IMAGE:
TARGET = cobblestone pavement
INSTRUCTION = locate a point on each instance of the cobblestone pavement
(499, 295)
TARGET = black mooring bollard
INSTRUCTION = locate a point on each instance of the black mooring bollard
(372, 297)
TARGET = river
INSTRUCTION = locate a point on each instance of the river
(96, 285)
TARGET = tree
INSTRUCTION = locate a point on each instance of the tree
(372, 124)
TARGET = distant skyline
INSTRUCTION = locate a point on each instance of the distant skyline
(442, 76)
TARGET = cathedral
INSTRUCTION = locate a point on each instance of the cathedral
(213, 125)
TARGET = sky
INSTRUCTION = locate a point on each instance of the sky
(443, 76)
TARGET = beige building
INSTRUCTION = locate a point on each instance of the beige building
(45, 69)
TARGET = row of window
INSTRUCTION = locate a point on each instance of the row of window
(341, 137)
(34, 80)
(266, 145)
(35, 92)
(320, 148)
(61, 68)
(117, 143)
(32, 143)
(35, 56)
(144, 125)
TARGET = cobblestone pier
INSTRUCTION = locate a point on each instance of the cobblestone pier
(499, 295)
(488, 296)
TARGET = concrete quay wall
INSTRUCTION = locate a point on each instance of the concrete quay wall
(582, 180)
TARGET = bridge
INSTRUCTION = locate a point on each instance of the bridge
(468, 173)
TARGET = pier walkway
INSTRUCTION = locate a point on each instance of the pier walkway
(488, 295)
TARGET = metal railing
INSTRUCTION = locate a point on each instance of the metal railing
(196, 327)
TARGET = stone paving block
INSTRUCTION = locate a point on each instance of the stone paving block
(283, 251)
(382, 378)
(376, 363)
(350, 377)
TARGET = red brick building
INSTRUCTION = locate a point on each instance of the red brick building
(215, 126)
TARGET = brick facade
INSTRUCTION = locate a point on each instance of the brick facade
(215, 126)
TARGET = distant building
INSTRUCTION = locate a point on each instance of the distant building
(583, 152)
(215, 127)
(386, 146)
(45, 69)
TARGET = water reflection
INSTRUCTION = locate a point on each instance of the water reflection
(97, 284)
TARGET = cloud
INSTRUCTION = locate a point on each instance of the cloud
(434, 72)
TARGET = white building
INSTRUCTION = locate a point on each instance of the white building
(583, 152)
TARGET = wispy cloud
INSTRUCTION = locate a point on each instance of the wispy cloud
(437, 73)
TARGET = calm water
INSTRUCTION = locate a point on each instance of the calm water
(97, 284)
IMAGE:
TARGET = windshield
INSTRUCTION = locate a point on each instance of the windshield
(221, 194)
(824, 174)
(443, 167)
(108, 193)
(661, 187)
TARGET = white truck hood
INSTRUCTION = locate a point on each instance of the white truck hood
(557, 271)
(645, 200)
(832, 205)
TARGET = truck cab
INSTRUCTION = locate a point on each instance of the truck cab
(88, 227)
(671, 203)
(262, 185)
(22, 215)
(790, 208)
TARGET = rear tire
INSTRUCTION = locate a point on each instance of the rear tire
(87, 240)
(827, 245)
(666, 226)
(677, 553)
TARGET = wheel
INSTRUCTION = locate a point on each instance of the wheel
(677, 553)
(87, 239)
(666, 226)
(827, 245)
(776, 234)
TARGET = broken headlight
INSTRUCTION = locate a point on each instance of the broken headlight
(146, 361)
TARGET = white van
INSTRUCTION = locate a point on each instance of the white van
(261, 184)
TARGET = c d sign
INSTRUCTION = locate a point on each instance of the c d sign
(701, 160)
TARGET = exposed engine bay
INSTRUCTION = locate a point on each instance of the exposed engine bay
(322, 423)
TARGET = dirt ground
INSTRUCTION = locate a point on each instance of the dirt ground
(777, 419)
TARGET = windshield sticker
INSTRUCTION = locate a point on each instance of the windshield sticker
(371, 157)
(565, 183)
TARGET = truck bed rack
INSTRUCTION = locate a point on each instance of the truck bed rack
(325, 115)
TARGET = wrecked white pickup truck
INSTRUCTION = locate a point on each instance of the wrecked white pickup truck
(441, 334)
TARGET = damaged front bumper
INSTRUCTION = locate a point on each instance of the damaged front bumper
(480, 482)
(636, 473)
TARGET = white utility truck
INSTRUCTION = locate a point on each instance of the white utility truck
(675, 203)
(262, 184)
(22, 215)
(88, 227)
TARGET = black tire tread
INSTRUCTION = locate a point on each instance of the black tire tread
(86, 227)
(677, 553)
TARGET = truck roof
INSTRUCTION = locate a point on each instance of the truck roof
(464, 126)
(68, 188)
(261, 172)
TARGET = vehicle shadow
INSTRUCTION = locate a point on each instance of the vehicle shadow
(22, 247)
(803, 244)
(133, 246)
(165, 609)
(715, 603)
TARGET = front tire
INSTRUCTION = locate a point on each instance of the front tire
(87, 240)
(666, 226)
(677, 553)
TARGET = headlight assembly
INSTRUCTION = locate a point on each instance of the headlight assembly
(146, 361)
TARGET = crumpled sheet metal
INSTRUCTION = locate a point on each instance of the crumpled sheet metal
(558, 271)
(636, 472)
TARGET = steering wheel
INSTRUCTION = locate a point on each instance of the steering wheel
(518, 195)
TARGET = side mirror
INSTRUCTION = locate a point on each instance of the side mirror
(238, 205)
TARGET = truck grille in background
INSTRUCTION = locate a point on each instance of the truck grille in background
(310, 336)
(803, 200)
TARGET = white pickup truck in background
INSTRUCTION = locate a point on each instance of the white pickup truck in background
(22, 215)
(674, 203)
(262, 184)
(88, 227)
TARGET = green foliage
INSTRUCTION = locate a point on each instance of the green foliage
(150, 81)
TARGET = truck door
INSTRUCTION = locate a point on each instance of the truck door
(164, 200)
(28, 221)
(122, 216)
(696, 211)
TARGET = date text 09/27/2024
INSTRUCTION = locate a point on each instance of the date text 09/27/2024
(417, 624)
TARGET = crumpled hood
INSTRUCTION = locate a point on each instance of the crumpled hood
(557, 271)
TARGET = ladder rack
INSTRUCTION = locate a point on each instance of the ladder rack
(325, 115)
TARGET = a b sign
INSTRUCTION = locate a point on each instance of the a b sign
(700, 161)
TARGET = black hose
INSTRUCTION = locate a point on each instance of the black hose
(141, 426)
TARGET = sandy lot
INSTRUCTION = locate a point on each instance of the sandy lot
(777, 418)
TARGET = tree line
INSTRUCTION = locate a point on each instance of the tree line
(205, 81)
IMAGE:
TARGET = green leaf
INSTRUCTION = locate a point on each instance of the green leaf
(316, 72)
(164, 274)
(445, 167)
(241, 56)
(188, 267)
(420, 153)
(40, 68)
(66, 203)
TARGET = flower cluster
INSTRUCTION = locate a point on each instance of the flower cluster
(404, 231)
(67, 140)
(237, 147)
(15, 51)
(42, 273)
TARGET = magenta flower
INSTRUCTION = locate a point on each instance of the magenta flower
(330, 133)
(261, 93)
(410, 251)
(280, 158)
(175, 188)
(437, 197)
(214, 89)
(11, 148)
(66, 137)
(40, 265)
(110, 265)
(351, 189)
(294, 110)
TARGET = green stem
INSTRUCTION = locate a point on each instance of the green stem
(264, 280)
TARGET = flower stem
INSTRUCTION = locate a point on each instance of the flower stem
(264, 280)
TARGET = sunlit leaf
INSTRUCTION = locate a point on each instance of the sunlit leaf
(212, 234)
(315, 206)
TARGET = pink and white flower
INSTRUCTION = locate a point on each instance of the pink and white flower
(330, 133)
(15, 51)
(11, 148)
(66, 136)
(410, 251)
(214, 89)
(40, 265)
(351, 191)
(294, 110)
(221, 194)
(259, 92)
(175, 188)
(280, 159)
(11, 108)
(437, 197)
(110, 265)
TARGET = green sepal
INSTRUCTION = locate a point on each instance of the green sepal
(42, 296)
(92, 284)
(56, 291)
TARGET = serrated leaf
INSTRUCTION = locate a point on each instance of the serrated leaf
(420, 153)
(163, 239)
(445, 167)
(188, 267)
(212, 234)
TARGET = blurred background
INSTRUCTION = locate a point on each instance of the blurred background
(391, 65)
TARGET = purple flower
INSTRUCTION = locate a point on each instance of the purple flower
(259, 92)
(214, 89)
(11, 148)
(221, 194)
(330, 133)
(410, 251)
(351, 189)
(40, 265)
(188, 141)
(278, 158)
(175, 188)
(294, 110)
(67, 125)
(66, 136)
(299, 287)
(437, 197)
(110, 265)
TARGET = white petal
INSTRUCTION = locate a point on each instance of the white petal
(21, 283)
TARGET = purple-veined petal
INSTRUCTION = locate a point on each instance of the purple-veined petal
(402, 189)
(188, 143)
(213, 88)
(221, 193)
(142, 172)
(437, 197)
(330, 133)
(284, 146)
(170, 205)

□ □ □ □ □ □ □

● Request
Render everything above from the line containing "TARGET = blurred background" down to the end of the material as a numbered list, including both ends and skipping any blank lines.

● Output
1. TARGET = blurred background
2. INSTRUCTION = locate a point on each instance of the blurred background
3. (391, 65)
4. TARGET = purple flower
5. INSTRUCTION = locate a point on each instance of the purple flower
6. (259, 92)
7. (214, 89)
8. (11, 148)
9. (221, 194)
10. (330, 133)
11. (410, 251)
12. (351, 189)
13. (40, 265)
14. (188, 141)
15. (278, 158)
16. (175, 188)
17. (294, 110)
18. (67, 125)
19. (66, 136)
20. (299, 287)
21. (437, 197)
22. (110, 265)
23. TARGET = white petal
24. INSTRUCTION = locate a point on each instance of the white petal
25. (21, 283)
26. TARGET = purple-veined petal
27. INSTRUCTION = locate a point on each instance of the purple-veined petal
28. (402, 189)
29. (188, 143)
30. (213, 88)
31. (221, 193)
32. (142, 172)
33. (437, 197)
34. (330, 133)
35. (284, 146)
36. (170, 205)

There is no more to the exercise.